◆ **Stored items**
^^^^^^^^^^^^^^^^

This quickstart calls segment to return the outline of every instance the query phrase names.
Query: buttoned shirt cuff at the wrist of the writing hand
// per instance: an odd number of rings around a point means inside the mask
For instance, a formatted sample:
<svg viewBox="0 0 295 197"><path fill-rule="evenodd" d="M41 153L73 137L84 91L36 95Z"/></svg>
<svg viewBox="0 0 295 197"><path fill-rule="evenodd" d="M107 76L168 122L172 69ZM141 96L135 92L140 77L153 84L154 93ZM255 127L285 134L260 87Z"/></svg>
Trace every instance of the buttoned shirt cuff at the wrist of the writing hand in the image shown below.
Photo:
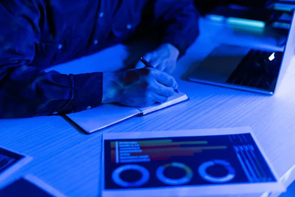
<svg viewBox="0 0 295 197"><path fill-rule="evenodd" d="M97 107L102 101L103 73L92 72L73 75L74 93L72 112Z"/></svg>

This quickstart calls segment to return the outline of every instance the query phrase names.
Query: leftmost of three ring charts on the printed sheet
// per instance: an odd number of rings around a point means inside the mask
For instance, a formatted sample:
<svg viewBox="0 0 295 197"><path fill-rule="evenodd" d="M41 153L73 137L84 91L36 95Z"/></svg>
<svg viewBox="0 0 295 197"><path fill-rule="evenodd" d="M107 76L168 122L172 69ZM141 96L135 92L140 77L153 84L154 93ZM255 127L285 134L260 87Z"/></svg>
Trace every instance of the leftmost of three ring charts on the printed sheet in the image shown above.
<svg viewBox="0 0 295 197"><path fill-rule="evenodd" d="M120 174L126 170L136 170L142 174L142 177L139 180L134 181L134 182L124 181L121 179ZM117 185L119 185L121 187L125 187L125 188L139 187L139 186L142 186L148 182L149 172L145 167L143 167L141 165L137 165L137 164L122 165L113 171L112 179Z"/></svg>

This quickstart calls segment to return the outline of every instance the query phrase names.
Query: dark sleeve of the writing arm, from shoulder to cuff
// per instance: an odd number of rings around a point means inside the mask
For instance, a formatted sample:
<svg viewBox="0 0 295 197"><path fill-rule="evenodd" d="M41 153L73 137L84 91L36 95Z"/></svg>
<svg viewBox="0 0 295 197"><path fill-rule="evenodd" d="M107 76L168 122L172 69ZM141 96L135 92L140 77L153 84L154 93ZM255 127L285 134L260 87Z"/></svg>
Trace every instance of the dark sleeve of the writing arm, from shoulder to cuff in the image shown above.
<svg viewBox="0 0 295 197"><path fill-rule="evenodd" d="M101 103L101 72L66 75L29 66L40 40L33 0L0 0L0 19L0 118L65 114Z"/></svg>

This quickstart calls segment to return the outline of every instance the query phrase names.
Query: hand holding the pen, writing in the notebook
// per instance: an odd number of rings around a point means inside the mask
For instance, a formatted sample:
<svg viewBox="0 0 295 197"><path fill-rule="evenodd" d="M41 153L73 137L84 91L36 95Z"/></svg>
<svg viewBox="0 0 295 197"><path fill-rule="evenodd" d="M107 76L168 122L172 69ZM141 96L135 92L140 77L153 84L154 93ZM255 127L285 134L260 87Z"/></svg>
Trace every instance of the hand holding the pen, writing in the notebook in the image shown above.
<svg viewBox="0 0 295 197"><path fill-rule="evenodd" d="M102 103L145 107L155 102L166 102L175 89L176 80L155 68L104 73Z"/></svg>

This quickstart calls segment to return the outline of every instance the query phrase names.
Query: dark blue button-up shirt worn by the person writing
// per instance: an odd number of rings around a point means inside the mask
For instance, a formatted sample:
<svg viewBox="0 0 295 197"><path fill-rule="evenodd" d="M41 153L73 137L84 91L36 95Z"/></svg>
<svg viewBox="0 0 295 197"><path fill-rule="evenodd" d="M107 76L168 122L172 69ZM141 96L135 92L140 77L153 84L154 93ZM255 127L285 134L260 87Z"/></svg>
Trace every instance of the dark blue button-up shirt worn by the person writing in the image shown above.
<svg viewBox="0 0 295 197"><path fill-rule="evenodd" d="M121 43L141 26L158 27L161 42L183 55L198 36L198 12L191 0L0 0L0 118L98 106L103 73L44 69Z"/></svg>

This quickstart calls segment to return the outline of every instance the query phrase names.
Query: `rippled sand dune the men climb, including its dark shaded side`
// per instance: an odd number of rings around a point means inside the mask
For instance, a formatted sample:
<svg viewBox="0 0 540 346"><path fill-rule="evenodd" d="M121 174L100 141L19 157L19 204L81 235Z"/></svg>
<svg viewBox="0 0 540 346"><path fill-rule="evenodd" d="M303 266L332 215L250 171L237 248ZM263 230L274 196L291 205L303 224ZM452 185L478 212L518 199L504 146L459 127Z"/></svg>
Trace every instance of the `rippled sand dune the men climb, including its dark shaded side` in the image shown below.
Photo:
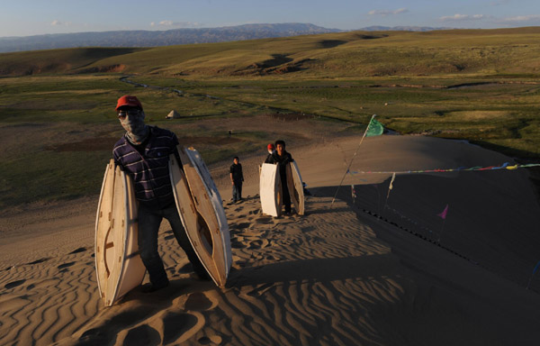
<svg viewBox="0 0 540 346"><path fill-rule="evenodd" d="M94 200L3 216L0 344L538 344L540 278L525 287L540 259L540 213L527 171L402 175L388 199L389 174L347 176L331 205L357 144L289 148L312 195L303 217L261 214L265 154L242 159L249 197L225 205L233 252L225 289L192 277L163 223L171 285L105 308ZM461 142L383 136L363 143L351 170L505 161ZM211 169L228 200L224 166Z"/></svg>

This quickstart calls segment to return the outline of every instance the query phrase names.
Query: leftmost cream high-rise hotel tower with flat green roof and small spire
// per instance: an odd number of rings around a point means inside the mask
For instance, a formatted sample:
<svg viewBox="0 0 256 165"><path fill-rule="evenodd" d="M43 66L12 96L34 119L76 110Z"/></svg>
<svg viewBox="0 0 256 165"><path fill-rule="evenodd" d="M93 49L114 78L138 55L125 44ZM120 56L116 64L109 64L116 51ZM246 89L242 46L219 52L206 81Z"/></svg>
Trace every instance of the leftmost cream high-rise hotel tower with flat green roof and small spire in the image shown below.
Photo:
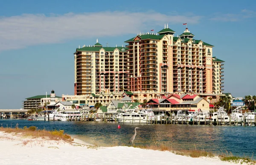
<svg viewBox="0 0 256 165"><path fill-rule="evenodd" d="M75 56L75 95L119 92L127 86L126 48L104 47L96 43L77 48Z"/></svg>

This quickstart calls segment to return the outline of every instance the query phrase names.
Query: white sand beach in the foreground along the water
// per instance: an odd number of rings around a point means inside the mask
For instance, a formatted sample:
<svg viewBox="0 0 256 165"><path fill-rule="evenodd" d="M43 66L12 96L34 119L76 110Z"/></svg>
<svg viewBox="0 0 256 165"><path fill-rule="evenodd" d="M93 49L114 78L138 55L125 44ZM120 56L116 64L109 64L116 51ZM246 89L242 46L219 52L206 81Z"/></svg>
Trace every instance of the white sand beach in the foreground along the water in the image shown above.
<svg viewBox="0 0 256 165"><path fill-rule="evenodd" d="M31 139L0 132L0 165L235 165L217 157L192 158L169 151L140 148L95 147L74 139L73 143Z"/></svg>

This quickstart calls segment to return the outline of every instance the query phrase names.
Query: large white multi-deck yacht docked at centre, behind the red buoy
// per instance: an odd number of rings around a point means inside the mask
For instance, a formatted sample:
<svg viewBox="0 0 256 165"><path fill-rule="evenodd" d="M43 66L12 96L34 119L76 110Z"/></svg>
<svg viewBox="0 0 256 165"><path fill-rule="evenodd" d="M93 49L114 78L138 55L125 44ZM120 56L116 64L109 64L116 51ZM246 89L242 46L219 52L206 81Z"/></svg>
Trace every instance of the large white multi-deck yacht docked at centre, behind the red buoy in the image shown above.
<svg viewBox="0 0 256 165"><path fill-rule="evenodd" d="M116 120L118 123L150 123L147 113L140 111L137 107L118 113Z"/></svg>

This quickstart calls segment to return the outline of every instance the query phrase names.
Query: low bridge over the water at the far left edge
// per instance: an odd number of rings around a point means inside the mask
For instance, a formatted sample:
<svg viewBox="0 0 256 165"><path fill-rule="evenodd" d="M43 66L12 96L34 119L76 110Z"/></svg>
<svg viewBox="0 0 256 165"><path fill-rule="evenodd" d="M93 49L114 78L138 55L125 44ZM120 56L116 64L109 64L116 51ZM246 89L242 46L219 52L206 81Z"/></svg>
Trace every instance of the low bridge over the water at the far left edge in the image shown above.
<svg viewBox="0 0 256 165"><path fill-rule="evenodd" d="M28 110L24 109L6 109L0 110L0 119L16 119L16 118L26 118Z"/></svg>

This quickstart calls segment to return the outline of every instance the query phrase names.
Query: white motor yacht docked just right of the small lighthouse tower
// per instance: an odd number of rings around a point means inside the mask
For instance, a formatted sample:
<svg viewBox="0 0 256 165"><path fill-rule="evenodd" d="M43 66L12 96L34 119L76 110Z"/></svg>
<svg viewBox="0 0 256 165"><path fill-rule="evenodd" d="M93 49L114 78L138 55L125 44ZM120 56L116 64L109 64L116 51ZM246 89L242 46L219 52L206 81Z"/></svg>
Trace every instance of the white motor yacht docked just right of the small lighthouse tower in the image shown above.
<svg viewBox="0 0 256 165"><path fill-rule="evenodd" d="M67 109L58 113L58 117L60 117L58 121L77 121L81 119L81 116L82 113L79 110Z"/></svg>

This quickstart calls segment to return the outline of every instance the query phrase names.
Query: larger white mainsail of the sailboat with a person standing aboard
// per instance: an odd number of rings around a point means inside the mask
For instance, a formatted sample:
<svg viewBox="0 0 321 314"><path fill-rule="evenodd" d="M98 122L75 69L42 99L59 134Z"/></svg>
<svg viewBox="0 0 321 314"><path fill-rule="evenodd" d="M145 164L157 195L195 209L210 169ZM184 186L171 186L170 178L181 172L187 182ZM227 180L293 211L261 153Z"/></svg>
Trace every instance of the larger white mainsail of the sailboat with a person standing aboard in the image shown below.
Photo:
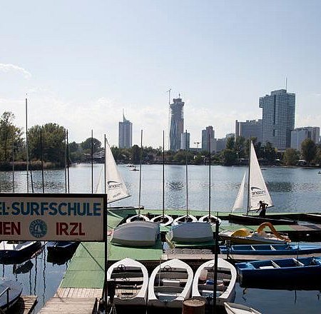
<svg viewBox="0 0 321 314"><path fill-rule="evenodd" d="M250 186L249 186L249 211L255 211L260 207L259 201L267 203L267 207L273 206L269 191L265 185L262 171L258 163L253 143L250 148Z"/></svg>

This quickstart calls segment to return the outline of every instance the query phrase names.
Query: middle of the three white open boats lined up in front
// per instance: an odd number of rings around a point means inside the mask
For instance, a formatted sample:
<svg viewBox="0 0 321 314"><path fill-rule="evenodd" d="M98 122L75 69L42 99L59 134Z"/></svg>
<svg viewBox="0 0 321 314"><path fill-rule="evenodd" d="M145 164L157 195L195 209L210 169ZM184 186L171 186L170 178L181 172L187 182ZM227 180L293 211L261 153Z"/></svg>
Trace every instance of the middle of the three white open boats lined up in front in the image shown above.
<svg viewBox="0 0 321 314"><path fill-rule="evenodd" d="M182 260L174 258L158 265L148 284L148 306L182 308L190 298L193 270Z"/></svg>

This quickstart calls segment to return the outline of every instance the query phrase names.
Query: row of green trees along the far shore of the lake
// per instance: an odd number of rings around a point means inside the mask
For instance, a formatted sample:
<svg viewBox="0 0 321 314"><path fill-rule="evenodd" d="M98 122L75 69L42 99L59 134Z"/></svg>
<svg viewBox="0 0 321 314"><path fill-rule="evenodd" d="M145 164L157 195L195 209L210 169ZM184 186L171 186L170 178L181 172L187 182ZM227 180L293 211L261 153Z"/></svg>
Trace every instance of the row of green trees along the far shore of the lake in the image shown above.
<svg viewBox="0 0 321 314"><path fill-rule="evenodd" d="M66 141L66 129L57 123L46 123L43 126L32 126L27 134L22 128L14 124L14 113L4 112L0 117L0 167L9 169L12 161L15 168L26 166L29 160L31 167L39 168L44 164L45 168L61 168L66 164L76 162L90 162L93 156L95 161L103 161L103 145L97 138L86 138L81 143ZM26 137L28 141L26 141ZM266 163L279 161L285 166L296 166L300 159L304 159L307 166L321 164L321 146L315 144L309 138L302 142L301 151L288 148L285 152L277 151L271 143L263 146L252 138L258 159ZM28 144L28 145L26 145ZM184 164L186 158L188 163L204 164L209 161L213 164L225 166L238 165L248 158L250 141L242 136L230 137L226 147L220 153L209 153L208 151L165 151L166 163ZM163 148L152 148L151 146L141 148L134 145L131 148L111 147L113 156L118 163L138 164L161 163L163 159ZM27 158L28 157L28 158Z"/></svg>

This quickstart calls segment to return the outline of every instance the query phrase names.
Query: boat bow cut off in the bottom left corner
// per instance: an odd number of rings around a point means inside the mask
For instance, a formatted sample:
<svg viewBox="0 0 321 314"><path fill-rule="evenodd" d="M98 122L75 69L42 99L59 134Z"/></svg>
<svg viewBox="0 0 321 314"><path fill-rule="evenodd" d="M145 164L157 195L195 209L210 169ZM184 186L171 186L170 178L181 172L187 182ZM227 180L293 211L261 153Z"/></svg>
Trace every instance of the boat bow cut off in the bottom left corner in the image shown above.
<svg viewBox="0 0 321 314"><path fill-rule="evenodd" d="M7 293L4 290L9 288L9 298L7 298ZM14 303L20 298L22 293L22 284L19 281L6 280L4 278L0 279L0 309L6 311L11 308ZM8 303L9 299L9 303Z"/></svg>

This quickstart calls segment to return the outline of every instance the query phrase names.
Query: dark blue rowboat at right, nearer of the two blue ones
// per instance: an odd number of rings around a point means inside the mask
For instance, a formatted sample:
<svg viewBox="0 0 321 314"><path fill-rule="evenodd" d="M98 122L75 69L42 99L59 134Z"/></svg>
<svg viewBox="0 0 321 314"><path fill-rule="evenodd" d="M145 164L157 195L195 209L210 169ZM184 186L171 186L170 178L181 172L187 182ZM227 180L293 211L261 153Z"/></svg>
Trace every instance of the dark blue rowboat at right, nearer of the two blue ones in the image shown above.
<svg viewBox="0 0 321 314"><path fill-rule="evenodd" d="M235 265L244 288L321 289L321 258L282 258Z"/></svg>

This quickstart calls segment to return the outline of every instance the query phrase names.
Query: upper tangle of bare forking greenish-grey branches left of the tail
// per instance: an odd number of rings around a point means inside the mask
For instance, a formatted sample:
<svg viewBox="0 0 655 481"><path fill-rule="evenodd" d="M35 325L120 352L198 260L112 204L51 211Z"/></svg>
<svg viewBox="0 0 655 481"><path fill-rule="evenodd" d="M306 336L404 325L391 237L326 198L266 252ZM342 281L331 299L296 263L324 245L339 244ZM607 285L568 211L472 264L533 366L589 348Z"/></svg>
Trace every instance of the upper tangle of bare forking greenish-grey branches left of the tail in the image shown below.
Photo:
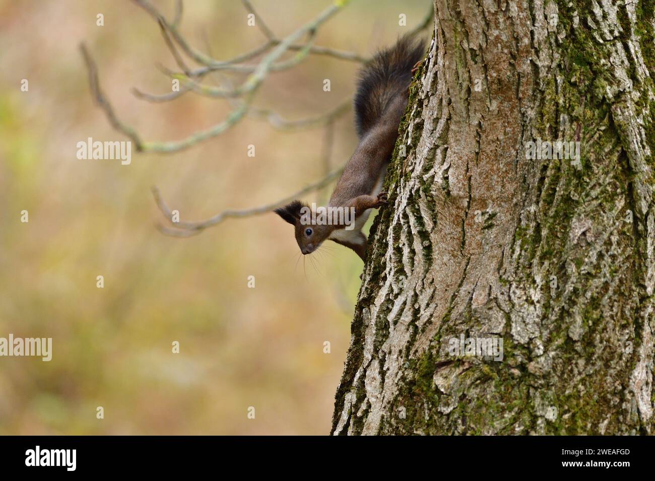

^^^^^^^^^^^^^^^^

Only one thing is required here: an exact copy of the lines from the one bearing "Trace every instance of the dark blue rowboat" through the final line above, both included, with pictures left out.

Trace every instance of the dark blue rowboat at right, nearer of the two blue ones in the image shown above.
<svg viewBox="0 0 321 314"><path fill-rule="evenodd" d="M235 265L244 288L321 289L321 258L282 258Z"/></svg>

This quickstart calls segment to return the outline of every instance the query phrase names.
Query: upper tangle of bare forking greenish-grey branches left of the tail
// per instance: an odd number of rings around a point means inside the mask
For instance, a formatted sample:
<svg viewBox="0 0 655 481"><path fill-rule="evenodd" d="M35 325L120 352L198 260L112 204L51 211Z"/></svg>
<svg viewBox="0 0 655 481"><path fill-rule="evenodd" d="M306 336L404 325L391 237L326 198L266 252ZM342 281L331 299L296 263L324 245L339 244ZM607 285L568 211L472 264L533 366L589 348Z"/></svg>
Trace every instance of the upper tangle of bare forking greenish-grey branches left of the tail in the image shown below.
Photo:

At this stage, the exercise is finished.